** Dataset excerpts follows **

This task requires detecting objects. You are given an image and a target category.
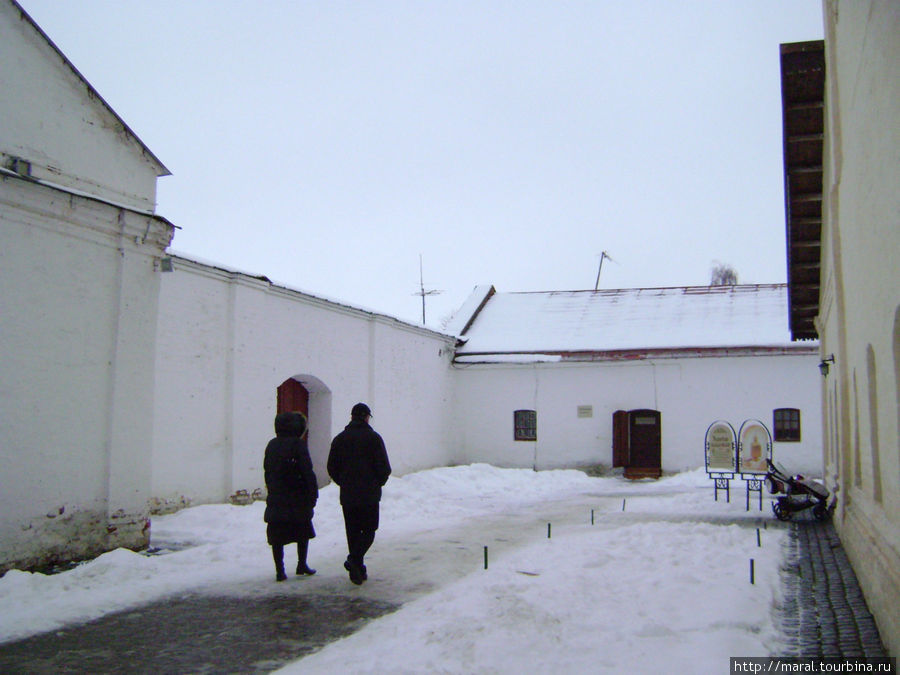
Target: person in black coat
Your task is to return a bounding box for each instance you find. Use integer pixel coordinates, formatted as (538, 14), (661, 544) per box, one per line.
(327, 402), (391, 585)
(264, 411), (318, 581)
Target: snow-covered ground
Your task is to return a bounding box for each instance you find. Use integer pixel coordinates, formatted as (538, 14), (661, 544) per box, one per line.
(0, 464), (790, 673)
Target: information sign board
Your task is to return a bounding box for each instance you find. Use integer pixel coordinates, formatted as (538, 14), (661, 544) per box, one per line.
(738, 419), (772, 475)
(705, 420), (737, 473)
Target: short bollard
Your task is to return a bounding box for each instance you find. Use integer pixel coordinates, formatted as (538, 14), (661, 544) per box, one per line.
(591, 509), (594, 525)
(750, 558), (755, 585)
(756, 528), (761, 547)
(547, 523), (551, 538)
(622, 498), (626, 511)
(484, 546), (488, 570)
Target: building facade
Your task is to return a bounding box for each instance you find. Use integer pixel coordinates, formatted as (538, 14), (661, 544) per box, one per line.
(0, 0), (174, 571)
(782, 0), (899, 654)
(450, 285), (822, 476)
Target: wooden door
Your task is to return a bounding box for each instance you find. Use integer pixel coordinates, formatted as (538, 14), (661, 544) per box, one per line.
(277, 378), (309, 417)
(612, 410), (629, 467)
(625, 409), (661, 479)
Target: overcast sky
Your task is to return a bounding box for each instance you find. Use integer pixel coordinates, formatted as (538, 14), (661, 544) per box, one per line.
(20, 0), (823, 328)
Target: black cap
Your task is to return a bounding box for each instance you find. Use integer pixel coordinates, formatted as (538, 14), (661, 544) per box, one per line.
(351, 402), (372, 418)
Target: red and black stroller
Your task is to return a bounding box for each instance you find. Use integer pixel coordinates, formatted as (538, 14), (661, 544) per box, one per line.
(765, 459), (834, 521)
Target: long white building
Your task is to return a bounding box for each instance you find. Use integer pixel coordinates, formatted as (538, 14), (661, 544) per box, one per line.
(450, 284), (821, 476)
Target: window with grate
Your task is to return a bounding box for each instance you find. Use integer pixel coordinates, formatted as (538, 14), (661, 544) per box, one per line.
(773, 408), (801, 442)
(514, 409), (537, 441)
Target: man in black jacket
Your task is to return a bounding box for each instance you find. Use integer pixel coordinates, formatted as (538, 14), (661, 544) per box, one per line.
(327, 402), (391, 585)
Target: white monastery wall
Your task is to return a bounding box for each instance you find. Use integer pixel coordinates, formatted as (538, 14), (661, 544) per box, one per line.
(820, 0), (900, 654)
(152, 256), (457, 510)
(0, 177), (173, 572)
(0, 1), (163, 212)
(453, 352), (822, 475)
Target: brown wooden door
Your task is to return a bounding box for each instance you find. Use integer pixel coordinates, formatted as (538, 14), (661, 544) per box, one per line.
(277, 378), (309, 417)
(625, 409), (661, 478)
(612, 410), (629, 467)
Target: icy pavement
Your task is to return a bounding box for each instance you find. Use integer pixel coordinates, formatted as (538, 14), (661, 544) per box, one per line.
(0, 591), (397, 673)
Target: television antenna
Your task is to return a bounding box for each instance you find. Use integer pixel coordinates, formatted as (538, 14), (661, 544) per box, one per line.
(594, 251), (617, 290)
(413, 254), (442, 325)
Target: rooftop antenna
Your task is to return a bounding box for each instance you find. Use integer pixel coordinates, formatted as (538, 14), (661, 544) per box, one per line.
(594, 251), (617, 290)
(413, 254), (442, 325)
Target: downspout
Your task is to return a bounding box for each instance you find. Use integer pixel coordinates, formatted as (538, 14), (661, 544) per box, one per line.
(223, 276), (237, 499)
(651, 360), (659, 410)
(103, 209), (127, 526)
(532, 363), (539, 471)
(367, 317), (377, 406)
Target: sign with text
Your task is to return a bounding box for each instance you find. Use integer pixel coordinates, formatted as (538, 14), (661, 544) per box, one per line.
(737, 419), (772, 474)
(705, 420), (737, 473)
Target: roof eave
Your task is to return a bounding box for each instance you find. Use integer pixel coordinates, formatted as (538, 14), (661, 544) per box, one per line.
(780, 40), (825, 341)
(455, 344), (819, 364)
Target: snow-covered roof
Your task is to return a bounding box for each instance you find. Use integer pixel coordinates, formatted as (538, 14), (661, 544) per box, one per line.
(443, 284), (494, 336)
(454, 284), (815, 361)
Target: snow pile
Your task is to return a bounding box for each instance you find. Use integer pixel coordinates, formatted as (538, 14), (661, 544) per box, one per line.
(0, 464), (789, 673)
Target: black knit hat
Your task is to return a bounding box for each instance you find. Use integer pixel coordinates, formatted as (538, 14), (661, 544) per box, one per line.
(275, 411), (307, 437)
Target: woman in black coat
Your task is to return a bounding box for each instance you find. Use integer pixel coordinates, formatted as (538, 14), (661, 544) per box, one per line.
(264, 411), (318, 581)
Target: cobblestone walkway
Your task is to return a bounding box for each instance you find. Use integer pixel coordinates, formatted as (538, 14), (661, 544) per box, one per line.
(780, 518), (887, 658)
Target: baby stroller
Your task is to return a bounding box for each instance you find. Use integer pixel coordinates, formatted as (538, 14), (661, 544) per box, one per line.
(765, 459), (833, 521)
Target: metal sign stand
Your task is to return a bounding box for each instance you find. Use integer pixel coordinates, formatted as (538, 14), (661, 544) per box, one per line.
(744, 477), (764, 511)
(711, 474), (733, 502)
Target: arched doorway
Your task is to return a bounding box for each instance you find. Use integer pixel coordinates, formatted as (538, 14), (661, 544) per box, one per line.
(275, 375), (332, 487)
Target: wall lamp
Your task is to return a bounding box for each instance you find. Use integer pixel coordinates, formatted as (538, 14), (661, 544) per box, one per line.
(819, 354), (835, 377)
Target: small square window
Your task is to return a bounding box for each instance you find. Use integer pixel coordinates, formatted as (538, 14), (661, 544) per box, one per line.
(773, 408), (801, 442)
(514, 409), (536, 441)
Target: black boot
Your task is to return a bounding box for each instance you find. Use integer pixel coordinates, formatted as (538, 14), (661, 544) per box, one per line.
(296, 540), (316, 575)
(344, 556), (365, 585)
(272, 545), (287, 581)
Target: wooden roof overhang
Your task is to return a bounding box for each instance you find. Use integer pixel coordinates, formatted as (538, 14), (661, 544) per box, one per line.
(780, 41), (825, 340)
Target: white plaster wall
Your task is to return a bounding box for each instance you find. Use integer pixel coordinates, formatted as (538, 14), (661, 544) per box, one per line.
(0, 176), (173, 572)
(820, 0), (900, 655)
(152, 256), (457, 508)
(452, 353), (823, 476)
(150, 263), (232, 507)
(0, 2), (163, 212)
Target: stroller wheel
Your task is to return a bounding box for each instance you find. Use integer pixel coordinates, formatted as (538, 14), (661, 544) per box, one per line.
(813, 502), (829, 521)
(773, 501), (792, 521)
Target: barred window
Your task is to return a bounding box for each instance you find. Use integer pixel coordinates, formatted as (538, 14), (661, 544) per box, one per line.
(773, 408), (801, 442)
(514, 409), (537, 441)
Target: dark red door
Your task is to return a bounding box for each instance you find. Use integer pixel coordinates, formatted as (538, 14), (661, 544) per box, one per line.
(612, 410), (629, 467)
(625, 409), (661, 479)
(277, 378), (309, 417)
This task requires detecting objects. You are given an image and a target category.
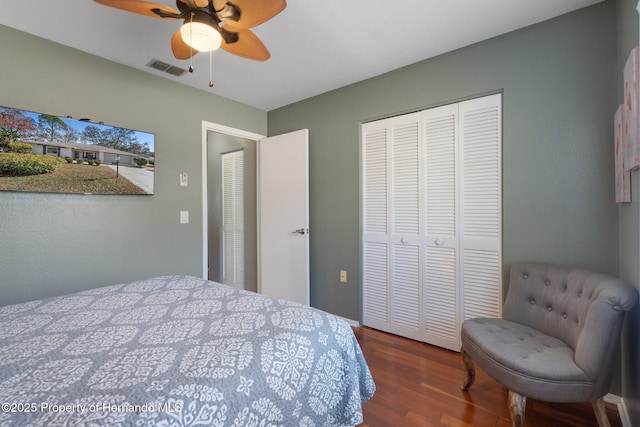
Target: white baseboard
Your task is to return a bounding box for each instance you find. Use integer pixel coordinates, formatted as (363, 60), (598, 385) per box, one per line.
(604, 393), (632, 427)
(341, 317), (361, 328)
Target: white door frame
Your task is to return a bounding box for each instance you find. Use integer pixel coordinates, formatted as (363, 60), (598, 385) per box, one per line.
(201, 120), (265, 279)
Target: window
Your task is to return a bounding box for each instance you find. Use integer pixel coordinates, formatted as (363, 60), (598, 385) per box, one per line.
(45, 146), (59, 156)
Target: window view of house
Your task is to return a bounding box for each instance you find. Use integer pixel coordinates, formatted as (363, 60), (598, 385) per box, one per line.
(0, 106), (155, 194)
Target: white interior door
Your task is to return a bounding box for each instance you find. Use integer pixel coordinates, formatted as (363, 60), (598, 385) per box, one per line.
(257, 129), (310, 305)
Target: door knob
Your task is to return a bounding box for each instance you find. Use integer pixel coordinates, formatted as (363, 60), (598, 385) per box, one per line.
(292, 228), (308, 235)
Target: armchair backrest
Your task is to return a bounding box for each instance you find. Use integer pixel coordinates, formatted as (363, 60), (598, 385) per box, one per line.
(503, 262), (638, 381)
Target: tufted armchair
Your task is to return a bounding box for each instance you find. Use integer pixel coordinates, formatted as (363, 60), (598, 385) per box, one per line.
(460, 262), (639, 427)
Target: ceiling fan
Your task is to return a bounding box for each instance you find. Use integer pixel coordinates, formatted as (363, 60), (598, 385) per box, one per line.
(94, 0), (286, 62)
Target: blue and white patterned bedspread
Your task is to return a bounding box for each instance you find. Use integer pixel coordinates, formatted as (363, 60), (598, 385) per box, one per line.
(0, 275), (375, 426)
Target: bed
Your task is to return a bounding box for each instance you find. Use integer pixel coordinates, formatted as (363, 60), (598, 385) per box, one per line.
(0, 275), (375, 426)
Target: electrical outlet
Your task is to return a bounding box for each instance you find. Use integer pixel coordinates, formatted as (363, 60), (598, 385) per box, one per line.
(180, 172), (188, 187)
(340, 270), (347, 283)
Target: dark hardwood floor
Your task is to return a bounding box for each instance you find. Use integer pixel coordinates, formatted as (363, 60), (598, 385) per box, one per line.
(353, 327), (622, 427)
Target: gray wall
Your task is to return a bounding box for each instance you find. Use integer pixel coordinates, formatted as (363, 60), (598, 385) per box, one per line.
(0, 24), (267, 306)
(269, 2), (619, 321)
(616, 0), (640, 423)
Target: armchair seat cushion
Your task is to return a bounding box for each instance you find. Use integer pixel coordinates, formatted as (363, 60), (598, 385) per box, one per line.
(462, 318), (595, 402)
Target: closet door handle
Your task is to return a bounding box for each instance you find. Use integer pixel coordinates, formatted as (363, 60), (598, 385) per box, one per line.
(435, 238), (444, 246)
(400, 237), (408, 244)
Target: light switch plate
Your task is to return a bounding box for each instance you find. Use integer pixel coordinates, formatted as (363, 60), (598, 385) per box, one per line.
(180, 172), (188, 187)
(180, 211), (189, 224)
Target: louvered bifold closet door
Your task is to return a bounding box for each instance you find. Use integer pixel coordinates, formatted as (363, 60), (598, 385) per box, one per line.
(362, 124), (390, 331)
(221, 150), (245, 289)
(362, 93), (502, 350)
(362, 112), (423, 339)
(422, 104), (460, 351)
(459, 94), (502, 328)
(389, 115), (422, 340)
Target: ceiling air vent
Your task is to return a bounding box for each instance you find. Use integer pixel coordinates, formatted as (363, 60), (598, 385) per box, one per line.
(146, 59), (186, 77)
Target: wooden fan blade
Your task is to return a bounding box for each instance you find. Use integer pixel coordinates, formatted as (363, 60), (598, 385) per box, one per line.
(212, 0), (228, 11)
(220, 0), (286, 30)
(93, 0), (179, 18)
(171, 30), (198, 59)
(221, 29), (270, 61)
(180, 0), (210, 8)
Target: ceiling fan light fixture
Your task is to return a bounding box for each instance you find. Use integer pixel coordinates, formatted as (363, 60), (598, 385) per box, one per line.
(180, 22), (222, 52)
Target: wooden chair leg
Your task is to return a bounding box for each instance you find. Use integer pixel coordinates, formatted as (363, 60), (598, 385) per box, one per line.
(460, 349), (475, 391)
(508, 390), (526, 427)
(592, 398), (611, 427)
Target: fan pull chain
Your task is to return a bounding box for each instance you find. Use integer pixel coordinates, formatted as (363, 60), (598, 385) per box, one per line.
(188, 12), (194, 73)
(209, 51), (214, 87)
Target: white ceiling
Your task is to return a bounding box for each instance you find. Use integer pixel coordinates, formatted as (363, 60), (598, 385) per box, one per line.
(1, 0), (603, 111)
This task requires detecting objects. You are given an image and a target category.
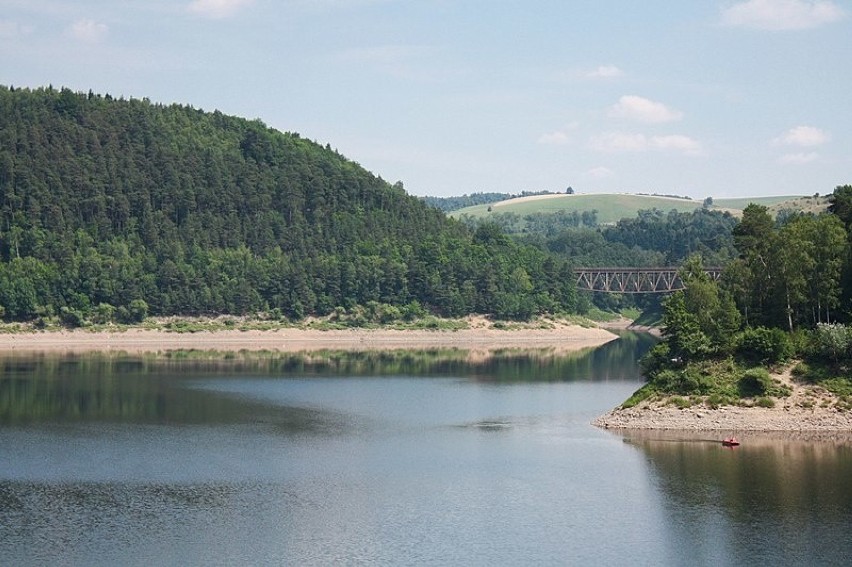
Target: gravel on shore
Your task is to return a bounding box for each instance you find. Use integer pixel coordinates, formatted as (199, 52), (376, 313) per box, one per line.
(0, 323), (618, 354)
(593, 369), (852, 433)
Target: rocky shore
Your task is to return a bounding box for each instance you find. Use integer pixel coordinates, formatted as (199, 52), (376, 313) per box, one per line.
(593, 369), (852, 433)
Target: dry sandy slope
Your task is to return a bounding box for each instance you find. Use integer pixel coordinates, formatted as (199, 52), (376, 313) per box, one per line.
(594, 369), (852, 432)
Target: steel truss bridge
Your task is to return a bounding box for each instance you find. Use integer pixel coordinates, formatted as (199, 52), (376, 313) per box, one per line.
(574, 267), (723, 294)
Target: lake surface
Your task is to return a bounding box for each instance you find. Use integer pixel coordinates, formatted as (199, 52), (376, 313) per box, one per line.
(2, 333), (852, 566)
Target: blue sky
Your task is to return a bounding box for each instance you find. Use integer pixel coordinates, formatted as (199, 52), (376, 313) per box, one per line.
(1, 0), (850, 198)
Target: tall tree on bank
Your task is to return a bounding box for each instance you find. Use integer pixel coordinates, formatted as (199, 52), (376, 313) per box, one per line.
(656, 256), (741, 364)
(829, 185), (852, 317)
(731, 204), (776, 326)
(728, 191), (848, 330)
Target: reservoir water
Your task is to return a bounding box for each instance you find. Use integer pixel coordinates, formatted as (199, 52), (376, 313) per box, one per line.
(2, 333), (852, 566)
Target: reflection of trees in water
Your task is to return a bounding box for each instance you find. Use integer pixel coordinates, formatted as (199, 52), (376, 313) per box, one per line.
(0, 353), (327, 427)
(0, 333), (656, 424)
(624, 432), (852, 565)
(467, 331), (656, 382)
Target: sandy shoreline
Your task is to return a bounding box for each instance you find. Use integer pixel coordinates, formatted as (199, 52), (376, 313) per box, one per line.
(594, 369), (852, 434)
(0, 324), (618, 354)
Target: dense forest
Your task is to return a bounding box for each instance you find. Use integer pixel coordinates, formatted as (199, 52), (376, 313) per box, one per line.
(467, 207), (739, 267)
(0, 86), (580, 322)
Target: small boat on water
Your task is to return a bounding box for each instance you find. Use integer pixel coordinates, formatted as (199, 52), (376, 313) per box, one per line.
(722, 437), (740, 447)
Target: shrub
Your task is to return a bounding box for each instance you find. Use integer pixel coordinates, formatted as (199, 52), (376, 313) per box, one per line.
(401, 300), (427, 321)
(756, 397), (775, 408)
(652, 367), (712, 395)
(92, 303), (115, 324)
(127, 299), (149, 323)
(705, 393), (727, 408)
(59, 306), (86, 328)
(735, 326), (793, 365)
(815, 323), (852, 363)
(789, 328), (816, 358)
(738, 367), (773, 397)
(640, 342), (672, 377)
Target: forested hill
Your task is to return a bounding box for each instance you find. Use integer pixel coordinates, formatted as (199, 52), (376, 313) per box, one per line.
(0, 86), (577, 321)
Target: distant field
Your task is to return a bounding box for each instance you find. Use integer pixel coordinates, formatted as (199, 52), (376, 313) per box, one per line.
(450, 193), (813, 224)
(712, 196), (806, 209)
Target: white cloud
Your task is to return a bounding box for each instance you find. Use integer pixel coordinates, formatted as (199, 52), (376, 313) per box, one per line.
(590, 132), (649, 152)
(67, 19), (108, 43)
(590, 132), (703, 156)
(651, 134), (703, 155)
(585, 166), (615, 179)
(779, 152), (819, 164)
(722, 0), (845, 30)
(0, 19), (34, 38)
(608, 95), (683, 123)
(537, 123), (577, 145)
(772, 125), (830, 147)
(537, 131), (571, 145)
(187, 0), (254, 19)
(587, 65), (624, 79)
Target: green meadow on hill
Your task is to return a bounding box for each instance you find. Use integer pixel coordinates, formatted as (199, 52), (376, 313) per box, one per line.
(450, 193), (821, 225)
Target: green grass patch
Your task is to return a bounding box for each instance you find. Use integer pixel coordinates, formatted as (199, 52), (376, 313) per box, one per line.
(791, 360), (852, 396)
(619, 307), (641, 321)
(621, 384), (657, 408)
(632, 308), (662, 328)
(451, 193), (809, 225)
(667, 396), (693, 409)
(584, 307), (619, 322)
(452, 194), (705, 225)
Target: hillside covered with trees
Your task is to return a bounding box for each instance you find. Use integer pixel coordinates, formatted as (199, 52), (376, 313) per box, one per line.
(0, 86), (579, 322)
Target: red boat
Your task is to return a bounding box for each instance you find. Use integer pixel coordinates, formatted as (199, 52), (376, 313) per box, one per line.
(722, 437), (740, 446)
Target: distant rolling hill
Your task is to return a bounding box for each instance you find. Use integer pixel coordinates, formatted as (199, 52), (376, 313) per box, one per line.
(449, 193), (825, 225)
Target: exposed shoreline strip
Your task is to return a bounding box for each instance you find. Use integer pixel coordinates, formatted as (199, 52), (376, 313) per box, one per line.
(0, 326), (618, 354)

** End of Dataset excerpts **

→ **Work order**
Each line above that falls between the line with "Target: fan pull chain" and the line with "Target: reflection of trees in water" should be printed exactly, together with those two lines, but the pictures should not.

→ **Output for this task**
Target: fan pull chain
Your task is to return a bounding box for each instance you find. Use integer pixel coordinates, formatted as (363, 60), (598, 385) per box, one per line.
(188, 12), (194, 73)
(209, 51), (214, 87)
Target: white ceiling
Your task is to return a bounding box for each instance you find. Use integer pixel coordinates, formatted as (363, 60), (598, 385) per box, one per line.
(1, 0), (603, 111)
This task requires detecting objects. You are given an image and a target category.
Target: gravel on shore
Your task is to return a bounding box for each instance you find. Use integer pixel coordinates, formatted as (199, 52), (376, 313) per box, one per line.
(0, 323), (618, 354)
(593, 369), (852, 433)
Target: rocky shore
Your task is to return a bounding box for each instance you find. Use integer pixel coordinates, formatted as (199, 52), (376, 313) per box, one per line.
(593, 369), (852, 433)
Target: dry sandy slope
Your task is to return a bounding box for each instance you find. Use integer pixel coordinates, formatted as (199, 52), (376, 313) per box, one per line.
(594, 369), (852, 432)
Target: steel truss bridge
Your task is to return a bounding box for each instance you find. Use integer pixel coordinates, formatted as (199, 52), (376, 313) per box, one per line.
(574, 267), (723, 294)
Target: lake surface
Your task is to return a bounding box for each instance you find. Use integer pixel coordinates, formatted as (199, 52), (376, 313) per box, one per line.
(2, 333), (852, 566)
Target: blue sky
Your task is to return a bounding box for each instance you find. Use integer pixel coordinates, formatted as (199, 52), (376, 313) per box, one per line.
(1, 0), (850, 198)
Target: tall tree on bank
Your task is to return a bounding box for each instance you find. Use integer pixel coordinates, formatted as (199, 52), (376, 313) per box, one per line.
(656, 256), (741, 364)
(829, 185), (852, 317)
(731, 204), (776, 326)
(728, 191), (848, 330)
Target: reservoir water
Your task is to return a bounding box for each instance you find. Use integer pixel coordinates, formatted as (199, 52), (376, 313) per box, one per line.
(2, 333), (852, 566)
Target: reflection of trees in water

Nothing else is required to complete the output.